* **Directive**: Give back exactly the lines running from the line with "target | roof ridge vent" to the end of the entries, and only those lines.

Collection entries:
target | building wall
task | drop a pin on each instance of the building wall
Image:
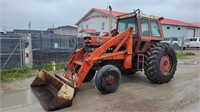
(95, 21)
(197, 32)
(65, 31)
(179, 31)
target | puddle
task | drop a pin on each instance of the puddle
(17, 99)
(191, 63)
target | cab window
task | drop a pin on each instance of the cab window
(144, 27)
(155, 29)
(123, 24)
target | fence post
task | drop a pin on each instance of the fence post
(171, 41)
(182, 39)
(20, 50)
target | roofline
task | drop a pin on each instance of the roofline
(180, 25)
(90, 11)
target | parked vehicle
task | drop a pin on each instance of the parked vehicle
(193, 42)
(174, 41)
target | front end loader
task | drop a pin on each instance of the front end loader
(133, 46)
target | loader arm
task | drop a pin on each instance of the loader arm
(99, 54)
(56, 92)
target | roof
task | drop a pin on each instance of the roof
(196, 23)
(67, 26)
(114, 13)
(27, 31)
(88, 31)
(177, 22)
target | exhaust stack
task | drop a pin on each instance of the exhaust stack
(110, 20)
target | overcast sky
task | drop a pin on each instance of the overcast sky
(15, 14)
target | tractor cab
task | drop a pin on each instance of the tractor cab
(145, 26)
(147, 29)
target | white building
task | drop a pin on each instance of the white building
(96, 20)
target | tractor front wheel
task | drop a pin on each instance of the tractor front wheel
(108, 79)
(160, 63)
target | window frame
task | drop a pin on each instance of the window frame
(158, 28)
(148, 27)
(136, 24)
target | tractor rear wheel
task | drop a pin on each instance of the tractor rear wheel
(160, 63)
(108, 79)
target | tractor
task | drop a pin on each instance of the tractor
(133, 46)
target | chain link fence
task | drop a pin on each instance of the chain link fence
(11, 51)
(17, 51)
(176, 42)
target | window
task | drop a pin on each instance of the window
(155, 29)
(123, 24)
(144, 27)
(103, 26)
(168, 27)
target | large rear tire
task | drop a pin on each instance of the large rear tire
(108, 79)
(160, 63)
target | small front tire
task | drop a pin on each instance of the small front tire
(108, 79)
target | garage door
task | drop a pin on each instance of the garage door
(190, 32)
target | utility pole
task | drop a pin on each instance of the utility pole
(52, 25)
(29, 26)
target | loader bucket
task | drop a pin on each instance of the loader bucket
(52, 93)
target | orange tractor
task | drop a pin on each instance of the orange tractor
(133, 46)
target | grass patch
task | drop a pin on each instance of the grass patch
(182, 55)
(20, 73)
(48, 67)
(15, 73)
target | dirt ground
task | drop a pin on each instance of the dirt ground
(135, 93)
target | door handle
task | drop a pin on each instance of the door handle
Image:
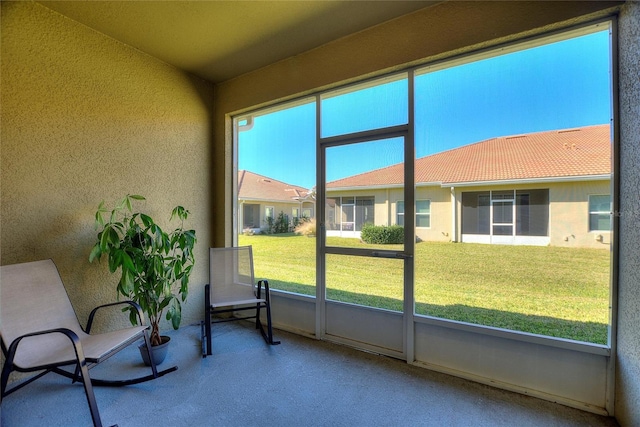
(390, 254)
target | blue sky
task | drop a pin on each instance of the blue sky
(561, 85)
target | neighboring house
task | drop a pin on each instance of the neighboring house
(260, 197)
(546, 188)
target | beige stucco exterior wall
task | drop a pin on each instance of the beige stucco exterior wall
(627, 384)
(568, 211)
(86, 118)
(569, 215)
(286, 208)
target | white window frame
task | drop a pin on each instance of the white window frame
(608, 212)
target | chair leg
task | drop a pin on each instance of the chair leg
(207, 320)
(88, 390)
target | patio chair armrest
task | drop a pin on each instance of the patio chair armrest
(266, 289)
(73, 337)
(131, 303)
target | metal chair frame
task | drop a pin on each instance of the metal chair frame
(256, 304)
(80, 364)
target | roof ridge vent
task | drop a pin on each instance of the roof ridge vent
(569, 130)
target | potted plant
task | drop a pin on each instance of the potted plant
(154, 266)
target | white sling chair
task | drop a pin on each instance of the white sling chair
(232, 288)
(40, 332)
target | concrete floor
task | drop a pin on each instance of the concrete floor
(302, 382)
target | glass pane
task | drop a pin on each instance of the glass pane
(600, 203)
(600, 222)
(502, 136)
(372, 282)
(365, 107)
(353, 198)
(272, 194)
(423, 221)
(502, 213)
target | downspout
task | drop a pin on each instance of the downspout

* **Written solution**:
target | roof ridge vent
task | drop a pin on each instance of the roof ridge vent
(569, 130)
target | potted plant
task | drop a pin on each instance of the potted plant
(154, 266)
target | white sling chair
task | drop a pin on each instance of the white sling chair
(232, 288)
(40, 332)
target | concrete floor
task | drop a pin on each instance of the concrete floor
(302, 382)
target | glass pane
task | drop a pin on each instance of the glass pane
(600, 203)
(600, 222)
(502, 136)
(372, 282)
(365, 107)
(353, 198)
(272, 194)
(423, 221)
(502, 213)
target | downspout
task | drop a pin on each instance of the downspout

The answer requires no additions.